Activity: In the article on cancer and stroke risk, what share of the U.S. population does the SEER program cover?
+++ Passage to read
Cancer linked with a more than doubled risk of dying from stroke
People living with or beyond cancer are more likely to die from stroke than the general public, according to new Penn State research, and certain types of cancer may boost the risk even more.
Researchers at Penn State College of Medicine found that compared to the general population, people who have or have had cancer are more than twice as likely to die of a stroke, and the risk increases with time. Additionally, cancers of the breast, prostate or colorectum were the type most commonly associated with fatal stroke.
Nicholas Zaorsky, assistant professor in radiation oncology and public health sciences, said the results — recently published in Nature Communications — may help physicians identify patients at risk for fatal strokes.
“Previous research has shown that most cancer patients aren’t going to die of their cancer, they’re going to die of something else,” Zaorsky said. “A stroke is one possibility. Our findings suggest that patients may benefit from a screening program to help prevent some of these early deaths from stroke, as well as help identify which patients we could target with those preventative efforts.”
According to the researchers, cancer is the leading cause of death in the United States, with stroke being the fifth leading cause. But while institutions like the American Heart Association and the National Comprehensive Cancer Network provide separate guidelines for stroke prevention and advice for people beyond cancer treatment, there is little guidance for preventing strokes in people who have or have had cancer.
Zaorsky, a member of the Penn State Cancer Institute, said he and the other researchers were interested in identifying those at the highest risk of stroke to help future prevention efforts.
The researchers used data gathered from the National Cancer Institute’s Surveillance, Epidemiology and End Results (SEER) program. SEER includes data about cancer incidence, survival, treatment and age and year of diagnosis, and covers 28 percent of the U.S. population.
For the current study, the researchers used SEER data on more than 7.2 million patients who had been diagnosed with invasive cancer — cancer that has spread beyond the tissue in which it originally developed — between 1992 and 2015.
++++++
+++ Records provided
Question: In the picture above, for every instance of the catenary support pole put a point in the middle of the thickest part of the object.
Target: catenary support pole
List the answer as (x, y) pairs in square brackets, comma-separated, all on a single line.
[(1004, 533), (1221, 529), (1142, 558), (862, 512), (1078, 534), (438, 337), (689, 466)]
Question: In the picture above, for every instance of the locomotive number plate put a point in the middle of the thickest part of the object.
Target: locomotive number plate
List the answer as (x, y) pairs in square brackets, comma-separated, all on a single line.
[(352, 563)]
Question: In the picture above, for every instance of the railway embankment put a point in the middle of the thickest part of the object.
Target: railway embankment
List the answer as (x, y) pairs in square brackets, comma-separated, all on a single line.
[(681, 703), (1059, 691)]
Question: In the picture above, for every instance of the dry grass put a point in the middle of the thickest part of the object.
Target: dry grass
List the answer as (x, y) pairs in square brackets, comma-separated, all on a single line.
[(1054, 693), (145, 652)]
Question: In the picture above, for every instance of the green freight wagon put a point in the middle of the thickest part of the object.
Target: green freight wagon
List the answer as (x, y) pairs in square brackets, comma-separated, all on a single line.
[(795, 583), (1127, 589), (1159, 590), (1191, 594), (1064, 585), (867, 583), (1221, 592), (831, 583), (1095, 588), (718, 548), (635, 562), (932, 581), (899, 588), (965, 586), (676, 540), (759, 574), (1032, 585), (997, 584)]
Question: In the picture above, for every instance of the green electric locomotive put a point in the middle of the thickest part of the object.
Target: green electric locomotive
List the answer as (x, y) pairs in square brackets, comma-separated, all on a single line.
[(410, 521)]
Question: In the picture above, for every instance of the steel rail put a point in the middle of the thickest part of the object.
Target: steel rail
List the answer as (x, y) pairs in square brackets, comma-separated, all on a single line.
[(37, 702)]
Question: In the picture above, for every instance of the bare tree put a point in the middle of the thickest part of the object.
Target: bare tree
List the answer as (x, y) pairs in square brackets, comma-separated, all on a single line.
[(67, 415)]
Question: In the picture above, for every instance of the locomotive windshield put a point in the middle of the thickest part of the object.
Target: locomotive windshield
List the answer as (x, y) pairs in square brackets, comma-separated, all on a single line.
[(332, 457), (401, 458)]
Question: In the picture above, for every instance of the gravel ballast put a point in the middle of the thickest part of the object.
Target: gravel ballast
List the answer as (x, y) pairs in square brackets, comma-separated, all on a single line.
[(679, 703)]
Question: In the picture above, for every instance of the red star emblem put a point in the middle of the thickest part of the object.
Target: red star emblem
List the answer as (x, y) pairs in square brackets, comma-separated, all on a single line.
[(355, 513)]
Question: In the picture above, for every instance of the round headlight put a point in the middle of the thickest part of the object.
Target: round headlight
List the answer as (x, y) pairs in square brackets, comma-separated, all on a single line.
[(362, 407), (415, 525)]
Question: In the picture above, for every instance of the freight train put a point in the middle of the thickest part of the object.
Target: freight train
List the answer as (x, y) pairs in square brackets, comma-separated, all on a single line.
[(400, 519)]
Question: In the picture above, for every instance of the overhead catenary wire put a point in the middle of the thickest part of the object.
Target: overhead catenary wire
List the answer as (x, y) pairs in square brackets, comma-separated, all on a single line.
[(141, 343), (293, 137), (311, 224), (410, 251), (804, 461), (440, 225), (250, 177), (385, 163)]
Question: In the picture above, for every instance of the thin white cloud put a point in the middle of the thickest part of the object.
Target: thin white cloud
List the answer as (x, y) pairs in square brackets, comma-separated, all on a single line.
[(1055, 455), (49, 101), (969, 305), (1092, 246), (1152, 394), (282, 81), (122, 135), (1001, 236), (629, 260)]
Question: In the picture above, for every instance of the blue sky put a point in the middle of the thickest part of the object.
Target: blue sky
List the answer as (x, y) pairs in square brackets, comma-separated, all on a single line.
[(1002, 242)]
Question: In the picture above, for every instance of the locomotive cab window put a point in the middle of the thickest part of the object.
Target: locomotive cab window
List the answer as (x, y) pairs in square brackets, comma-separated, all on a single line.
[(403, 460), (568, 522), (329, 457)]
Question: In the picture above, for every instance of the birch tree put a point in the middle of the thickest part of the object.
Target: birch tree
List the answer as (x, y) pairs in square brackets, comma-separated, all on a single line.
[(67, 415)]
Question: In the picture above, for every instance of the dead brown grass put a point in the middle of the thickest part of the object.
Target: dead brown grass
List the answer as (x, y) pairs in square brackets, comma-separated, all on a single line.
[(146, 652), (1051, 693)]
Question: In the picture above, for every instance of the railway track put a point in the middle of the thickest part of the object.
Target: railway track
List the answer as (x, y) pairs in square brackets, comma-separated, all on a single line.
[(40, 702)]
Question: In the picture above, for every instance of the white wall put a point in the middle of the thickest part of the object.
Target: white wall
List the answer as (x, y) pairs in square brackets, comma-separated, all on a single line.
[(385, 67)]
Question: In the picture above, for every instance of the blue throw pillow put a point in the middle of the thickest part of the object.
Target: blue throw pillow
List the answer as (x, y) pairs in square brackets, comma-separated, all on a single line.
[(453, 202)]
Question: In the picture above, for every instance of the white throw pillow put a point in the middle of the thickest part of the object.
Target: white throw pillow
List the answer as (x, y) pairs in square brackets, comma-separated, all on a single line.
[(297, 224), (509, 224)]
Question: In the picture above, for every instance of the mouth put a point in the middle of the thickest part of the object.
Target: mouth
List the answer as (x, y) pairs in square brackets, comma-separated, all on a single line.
++++++
Task output: 28 percent